------ SUPPLIED MATERIAL ------

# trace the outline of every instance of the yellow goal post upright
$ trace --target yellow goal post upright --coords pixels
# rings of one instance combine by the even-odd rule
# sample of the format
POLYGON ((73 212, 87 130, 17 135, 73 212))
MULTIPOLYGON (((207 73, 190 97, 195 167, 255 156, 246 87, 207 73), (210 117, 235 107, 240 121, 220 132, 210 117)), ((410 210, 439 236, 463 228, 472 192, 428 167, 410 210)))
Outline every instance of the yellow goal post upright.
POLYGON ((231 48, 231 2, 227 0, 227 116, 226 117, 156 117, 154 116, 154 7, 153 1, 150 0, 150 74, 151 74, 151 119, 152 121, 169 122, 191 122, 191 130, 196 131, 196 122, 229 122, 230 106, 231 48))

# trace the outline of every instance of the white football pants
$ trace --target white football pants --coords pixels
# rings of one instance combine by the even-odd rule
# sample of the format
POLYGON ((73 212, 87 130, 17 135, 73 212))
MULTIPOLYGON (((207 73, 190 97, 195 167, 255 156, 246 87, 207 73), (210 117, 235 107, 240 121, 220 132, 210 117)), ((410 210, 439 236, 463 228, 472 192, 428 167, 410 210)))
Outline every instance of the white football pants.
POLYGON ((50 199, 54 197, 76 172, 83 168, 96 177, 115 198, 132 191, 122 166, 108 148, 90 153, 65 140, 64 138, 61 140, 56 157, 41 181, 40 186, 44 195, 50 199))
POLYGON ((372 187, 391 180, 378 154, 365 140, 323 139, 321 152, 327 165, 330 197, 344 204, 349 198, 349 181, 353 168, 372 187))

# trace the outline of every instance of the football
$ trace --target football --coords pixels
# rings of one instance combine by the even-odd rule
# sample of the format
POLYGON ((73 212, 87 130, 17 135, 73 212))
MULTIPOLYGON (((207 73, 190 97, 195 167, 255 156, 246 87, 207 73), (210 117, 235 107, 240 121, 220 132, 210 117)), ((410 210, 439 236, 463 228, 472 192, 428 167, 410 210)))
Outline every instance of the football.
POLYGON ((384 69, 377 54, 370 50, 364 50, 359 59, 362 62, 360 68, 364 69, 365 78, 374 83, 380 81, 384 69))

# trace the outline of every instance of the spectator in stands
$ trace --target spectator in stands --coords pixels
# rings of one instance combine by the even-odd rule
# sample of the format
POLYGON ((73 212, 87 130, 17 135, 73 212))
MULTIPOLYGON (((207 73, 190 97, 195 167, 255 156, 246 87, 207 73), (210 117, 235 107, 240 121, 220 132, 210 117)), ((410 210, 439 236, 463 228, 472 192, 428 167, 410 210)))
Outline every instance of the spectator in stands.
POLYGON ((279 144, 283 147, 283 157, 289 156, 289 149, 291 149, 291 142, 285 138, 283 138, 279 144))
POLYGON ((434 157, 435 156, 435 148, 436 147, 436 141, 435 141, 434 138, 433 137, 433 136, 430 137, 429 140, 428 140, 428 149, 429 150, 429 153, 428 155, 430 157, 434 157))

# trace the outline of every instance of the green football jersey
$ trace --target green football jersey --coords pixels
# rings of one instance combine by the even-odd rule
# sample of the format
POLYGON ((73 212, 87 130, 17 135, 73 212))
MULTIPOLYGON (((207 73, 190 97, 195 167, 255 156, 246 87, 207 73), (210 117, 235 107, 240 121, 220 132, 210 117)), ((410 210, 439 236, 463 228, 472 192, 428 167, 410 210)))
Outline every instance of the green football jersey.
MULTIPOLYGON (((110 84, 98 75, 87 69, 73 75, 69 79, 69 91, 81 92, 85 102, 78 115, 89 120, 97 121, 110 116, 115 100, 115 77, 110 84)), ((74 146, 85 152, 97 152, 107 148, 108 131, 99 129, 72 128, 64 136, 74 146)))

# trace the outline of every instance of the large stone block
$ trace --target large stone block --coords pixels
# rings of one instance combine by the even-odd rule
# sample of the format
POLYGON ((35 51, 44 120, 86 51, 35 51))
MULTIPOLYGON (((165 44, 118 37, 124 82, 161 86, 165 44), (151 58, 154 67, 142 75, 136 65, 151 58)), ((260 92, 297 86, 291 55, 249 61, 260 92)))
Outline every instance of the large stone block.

------

» THE TASK
Quote the rows from the line containing "# trace the outline of every instance of the football" through the line containing "Outline every instance of the football.", both included, character for character.

» RIGHT ANSWER
# trace the outline of every instance of the football
$ trace --target football --coords pixels
# rings of one instance combine by the even-odd rule
# sample of the format
POLYGON ((73 212, 87 130, 17 135, 73 212))
MULTIPOLYGON (((207 73, 190 97, 195 167, 255 156, 246 87, 207 73), (210 117, 235 107, 240 121, 220 132, 210 117)), ((410 210, 439 236, 463 228, 472 192, 428 167, 410 210)))
Outline every instance of the football.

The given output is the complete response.